__Problem__. Please work out how many lines below contain the word "shorts", and reply with only that number.
□ □ □ □
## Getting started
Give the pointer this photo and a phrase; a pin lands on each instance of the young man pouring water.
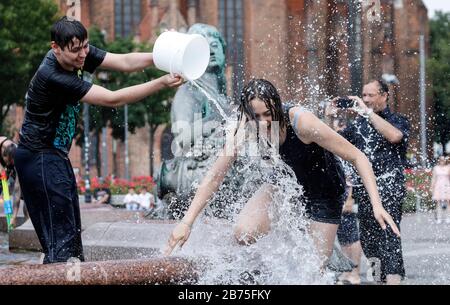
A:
(52, 107)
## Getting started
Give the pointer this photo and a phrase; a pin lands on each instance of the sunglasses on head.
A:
(7, 165)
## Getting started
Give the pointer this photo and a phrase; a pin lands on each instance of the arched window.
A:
(127, 15)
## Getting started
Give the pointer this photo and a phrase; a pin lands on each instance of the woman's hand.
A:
(383, 217)
(179, 236)
(171, 81)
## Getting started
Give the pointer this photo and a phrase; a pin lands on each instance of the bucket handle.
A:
(171, 62)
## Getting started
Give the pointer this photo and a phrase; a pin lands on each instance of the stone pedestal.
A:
(109, 241)
(170, 270)
(24, 237)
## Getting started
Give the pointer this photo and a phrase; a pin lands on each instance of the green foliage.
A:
(24, 40)
(439, 73)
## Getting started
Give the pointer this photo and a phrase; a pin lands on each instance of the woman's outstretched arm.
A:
(209, 185)
(311, 129)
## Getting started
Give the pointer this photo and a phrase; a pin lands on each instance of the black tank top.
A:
(317, 170)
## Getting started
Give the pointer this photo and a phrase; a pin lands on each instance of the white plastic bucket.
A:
(183, 54)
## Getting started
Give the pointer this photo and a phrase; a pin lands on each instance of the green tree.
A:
(439, 73)
(153, 110)
(24, 40)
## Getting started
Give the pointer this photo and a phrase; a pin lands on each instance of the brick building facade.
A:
(310, 49)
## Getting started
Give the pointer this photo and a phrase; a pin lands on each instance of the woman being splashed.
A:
(307, 146)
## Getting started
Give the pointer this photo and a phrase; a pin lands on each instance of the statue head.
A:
(216, 42)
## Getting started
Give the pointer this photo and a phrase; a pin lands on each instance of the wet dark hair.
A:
(383, 87)
(266, 92)
(65, 29)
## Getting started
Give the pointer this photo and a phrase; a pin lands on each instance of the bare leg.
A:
(393, 279)
(439, 211)
(353, 251)
(323, 235)
(447, 220)
(253, 222)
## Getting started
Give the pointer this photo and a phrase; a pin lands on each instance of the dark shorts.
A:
(347, 232)
(325, 210)
(49, 189)
(379, 244)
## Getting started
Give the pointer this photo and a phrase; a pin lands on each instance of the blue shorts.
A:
(49, 189)
(325, 210)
□ □ □ □
__Reply to the task__. 2